*** Records supplied Section Begins ***

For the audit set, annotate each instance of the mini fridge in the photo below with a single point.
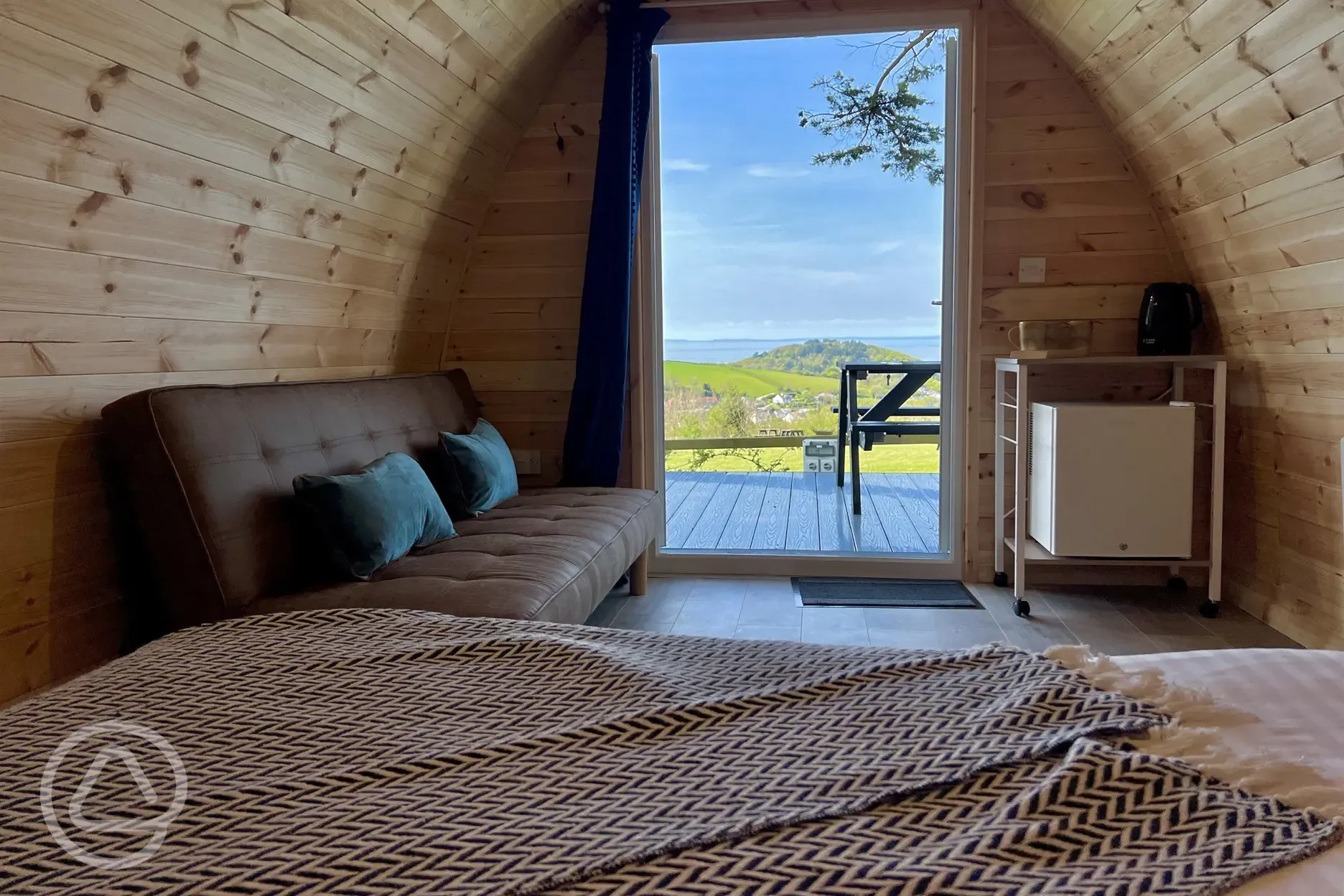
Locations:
(1112, 480)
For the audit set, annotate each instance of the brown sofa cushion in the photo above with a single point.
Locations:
(210, 473)
(545, 555)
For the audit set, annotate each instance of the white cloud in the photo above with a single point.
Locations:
(777, 171)
(684, 164)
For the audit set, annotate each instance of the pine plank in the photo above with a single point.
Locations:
(148, 42)
(37, 344)
(1111, 302)
(43, 280)
(1098, 199)
(518, 376)
(1083, 269)
(58, 217)
(515, 313)
(67, 80)
(39, 407)
(1062, 235)
(1055, 167)
(1304, 85)
(513, 345)
(43, 146)
(1281, 37)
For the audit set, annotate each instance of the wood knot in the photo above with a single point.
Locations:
(1032, 199)
(92, 205)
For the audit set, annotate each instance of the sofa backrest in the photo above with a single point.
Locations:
(210, 469)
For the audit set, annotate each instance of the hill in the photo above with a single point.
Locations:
(753, 382)
(820, 358)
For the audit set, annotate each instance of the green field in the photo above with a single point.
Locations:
(752, 382)
(882, 458)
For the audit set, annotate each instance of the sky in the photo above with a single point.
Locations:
(757, 241)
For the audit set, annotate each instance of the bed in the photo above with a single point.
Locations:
(1293, 708)
(385, 751)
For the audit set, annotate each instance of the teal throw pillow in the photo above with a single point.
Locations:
(479, 473)
(371, 518)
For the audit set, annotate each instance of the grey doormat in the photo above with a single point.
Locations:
(883, 593)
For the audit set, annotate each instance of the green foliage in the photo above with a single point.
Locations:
(882, 121)
(820, 358)
(752, 382)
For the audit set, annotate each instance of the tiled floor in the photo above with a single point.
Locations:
(1112, 621)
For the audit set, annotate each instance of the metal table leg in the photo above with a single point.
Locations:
(841, 426)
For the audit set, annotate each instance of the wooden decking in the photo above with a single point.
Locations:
(770, 512)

*** Records supplied Section Ends ***

Which lines above carry the string "green"? Copy those lines.

[Solution]
For the audit set, annotate each instance of the green field in the photo above with a single point.
For the audit set, annotate each instance of the green foliage in the photo above with a single point.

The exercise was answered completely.